[Pointing dataset excerpts]
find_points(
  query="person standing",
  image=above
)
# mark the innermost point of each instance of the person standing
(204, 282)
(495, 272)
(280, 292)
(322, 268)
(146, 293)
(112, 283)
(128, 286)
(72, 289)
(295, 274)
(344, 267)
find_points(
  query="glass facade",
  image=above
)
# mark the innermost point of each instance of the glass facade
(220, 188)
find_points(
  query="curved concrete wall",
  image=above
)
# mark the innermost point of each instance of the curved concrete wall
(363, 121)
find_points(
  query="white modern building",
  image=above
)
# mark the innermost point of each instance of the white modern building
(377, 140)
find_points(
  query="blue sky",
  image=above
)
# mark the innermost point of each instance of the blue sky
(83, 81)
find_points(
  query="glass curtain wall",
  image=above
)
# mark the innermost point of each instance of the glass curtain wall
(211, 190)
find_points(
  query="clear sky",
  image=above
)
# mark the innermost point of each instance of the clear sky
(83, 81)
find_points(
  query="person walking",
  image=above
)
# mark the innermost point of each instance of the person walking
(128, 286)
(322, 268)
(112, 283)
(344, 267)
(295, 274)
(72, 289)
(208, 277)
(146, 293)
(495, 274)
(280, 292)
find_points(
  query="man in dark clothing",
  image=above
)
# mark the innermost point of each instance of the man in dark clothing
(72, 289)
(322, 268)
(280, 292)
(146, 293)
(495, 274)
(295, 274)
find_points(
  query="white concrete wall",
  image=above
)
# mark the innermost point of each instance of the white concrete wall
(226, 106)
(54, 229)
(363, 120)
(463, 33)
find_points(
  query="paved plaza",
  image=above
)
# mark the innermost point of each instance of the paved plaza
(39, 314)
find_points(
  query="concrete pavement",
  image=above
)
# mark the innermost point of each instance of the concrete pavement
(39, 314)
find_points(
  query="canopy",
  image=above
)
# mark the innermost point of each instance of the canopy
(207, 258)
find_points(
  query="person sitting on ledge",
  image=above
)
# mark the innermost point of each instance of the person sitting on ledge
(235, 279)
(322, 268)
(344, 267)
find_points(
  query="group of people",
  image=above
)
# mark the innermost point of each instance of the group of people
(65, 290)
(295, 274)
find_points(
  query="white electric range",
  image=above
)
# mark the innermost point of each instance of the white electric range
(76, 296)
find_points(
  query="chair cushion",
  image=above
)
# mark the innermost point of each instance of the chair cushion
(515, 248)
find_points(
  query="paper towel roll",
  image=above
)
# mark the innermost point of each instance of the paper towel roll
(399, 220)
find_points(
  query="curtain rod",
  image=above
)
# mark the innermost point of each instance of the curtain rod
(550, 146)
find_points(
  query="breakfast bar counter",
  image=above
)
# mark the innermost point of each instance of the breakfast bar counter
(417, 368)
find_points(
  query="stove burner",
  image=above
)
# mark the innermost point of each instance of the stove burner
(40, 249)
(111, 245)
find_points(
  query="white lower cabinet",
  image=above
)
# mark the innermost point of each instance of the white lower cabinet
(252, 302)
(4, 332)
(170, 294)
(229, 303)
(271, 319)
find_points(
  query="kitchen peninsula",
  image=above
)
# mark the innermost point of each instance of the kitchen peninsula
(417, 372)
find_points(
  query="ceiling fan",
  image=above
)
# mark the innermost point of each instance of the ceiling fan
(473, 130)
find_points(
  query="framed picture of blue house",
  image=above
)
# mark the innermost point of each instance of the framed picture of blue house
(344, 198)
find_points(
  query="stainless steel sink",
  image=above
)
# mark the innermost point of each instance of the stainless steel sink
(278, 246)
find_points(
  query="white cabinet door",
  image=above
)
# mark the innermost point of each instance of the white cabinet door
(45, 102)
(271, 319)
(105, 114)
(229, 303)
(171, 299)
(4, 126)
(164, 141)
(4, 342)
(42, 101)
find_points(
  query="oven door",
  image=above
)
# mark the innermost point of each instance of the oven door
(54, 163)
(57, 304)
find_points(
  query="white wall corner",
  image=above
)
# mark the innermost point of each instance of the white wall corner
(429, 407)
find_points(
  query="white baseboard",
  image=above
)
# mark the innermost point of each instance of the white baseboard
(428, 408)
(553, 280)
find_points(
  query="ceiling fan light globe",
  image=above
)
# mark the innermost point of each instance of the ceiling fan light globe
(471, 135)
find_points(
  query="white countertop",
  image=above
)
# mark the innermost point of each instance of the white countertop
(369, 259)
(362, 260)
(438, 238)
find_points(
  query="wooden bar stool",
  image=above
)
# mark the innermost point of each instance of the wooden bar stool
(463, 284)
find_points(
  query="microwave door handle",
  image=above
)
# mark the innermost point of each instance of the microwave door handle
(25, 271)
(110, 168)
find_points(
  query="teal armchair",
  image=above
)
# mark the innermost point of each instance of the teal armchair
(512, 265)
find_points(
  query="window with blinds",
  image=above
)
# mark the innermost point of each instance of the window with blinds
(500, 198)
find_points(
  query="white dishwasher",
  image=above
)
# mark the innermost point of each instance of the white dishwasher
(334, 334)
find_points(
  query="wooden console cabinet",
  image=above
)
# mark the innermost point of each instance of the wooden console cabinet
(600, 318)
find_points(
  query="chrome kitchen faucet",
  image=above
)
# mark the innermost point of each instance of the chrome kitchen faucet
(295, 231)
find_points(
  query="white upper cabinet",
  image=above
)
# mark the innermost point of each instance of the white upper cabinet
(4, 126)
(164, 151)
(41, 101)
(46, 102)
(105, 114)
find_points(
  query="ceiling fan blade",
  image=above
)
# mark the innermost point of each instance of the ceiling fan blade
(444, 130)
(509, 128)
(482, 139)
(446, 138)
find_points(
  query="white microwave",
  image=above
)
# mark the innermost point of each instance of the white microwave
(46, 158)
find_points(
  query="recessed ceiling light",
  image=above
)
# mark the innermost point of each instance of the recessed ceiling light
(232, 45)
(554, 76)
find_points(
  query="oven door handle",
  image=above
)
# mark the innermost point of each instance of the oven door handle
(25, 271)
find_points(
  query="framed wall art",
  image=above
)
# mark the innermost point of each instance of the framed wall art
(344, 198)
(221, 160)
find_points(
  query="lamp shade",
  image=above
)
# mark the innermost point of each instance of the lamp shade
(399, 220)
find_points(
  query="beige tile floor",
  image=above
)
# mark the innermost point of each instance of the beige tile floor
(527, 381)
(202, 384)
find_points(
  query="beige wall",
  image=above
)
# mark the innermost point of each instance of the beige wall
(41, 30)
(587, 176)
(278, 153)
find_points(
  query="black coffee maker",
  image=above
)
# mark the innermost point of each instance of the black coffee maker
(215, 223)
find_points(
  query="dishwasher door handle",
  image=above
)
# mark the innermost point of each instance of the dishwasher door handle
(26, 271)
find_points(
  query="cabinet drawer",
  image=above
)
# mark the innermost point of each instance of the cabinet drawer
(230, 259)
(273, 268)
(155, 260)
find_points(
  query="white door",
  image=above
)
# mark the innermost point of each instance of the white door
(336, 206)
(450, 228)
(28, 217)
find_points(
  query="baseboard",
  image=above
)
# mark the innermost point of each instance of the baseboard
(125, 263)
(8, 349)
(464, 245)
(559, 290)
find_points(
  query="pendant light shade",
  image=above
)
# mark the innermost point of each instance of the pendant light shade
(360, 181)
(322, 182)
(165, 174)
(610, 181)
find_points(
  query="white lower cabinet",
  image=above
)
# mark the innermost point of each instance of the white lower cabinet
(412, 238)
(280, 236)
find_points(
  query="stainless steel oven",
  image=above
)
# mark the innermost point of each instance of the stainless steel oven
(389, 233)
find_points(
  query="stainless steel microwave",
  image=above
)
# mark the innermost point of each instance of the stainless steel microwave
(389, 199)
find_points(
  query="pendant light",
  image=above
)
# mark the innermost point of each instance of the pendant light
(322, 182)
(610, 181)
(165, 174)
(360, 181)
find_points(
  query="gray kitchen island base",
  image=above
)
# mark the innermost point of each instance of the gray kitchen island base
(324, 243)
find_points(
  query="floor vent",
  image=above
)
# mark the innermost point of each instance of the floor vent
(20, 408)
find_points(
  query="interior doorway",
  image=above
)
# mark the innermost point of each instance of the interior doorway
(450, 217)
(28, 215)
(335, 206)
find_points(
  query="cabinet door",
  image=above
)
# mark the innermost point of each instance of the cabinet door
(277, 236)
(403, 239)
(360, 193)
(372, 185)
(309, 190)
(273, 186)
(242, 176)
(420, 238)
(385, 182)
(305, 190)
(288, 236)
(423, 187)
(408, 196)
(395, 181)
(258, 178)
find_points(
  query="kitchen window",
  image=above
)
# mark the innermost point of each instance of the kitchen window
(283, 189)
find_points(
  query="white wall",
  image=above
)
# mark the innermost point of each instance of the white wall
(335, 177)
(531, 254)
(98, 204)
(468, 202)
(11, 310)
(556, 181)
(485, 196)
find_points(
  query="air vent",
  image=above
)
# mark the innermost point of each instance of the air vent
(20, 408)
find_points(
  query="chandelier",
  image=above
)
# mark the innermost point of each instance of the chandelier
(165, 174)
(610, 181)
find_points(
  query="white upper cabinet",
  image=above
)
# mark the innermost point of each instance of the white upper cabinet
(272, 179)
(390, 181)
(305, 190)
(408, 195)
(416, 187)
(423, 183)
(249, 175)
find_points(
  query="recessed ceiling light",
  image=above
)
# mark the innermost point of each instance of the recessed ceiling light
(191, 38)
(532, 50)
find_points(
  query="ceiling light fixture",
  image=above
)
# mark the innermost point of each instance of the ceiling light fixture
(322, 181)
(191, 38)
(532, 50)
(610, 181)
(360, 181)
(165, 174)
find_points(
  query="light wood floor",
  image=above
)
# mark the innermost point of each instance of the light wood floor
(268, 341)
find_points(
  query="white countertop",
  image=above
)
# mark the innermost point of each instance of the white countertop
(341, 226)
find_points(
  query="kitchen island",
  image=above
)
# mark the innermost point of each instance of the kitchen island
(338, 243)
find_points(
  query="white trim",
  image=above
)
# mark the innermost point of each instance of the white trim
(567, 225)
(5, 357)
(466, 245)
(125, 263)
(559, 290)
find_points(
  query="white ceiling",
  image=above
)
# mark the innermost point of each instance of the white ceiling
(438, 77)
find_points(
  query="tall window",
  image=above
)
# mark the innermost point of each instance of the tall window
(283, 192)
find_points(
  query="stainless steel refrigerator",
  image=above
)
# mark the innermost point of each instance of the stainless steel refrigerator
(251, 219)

→ Brief
Pull out every line of the listing that contains the string "globe".

→ Result for this exercise
  query="ceiling fan light globe",
# mark the innermost point of each instance of the ceiling fan light globe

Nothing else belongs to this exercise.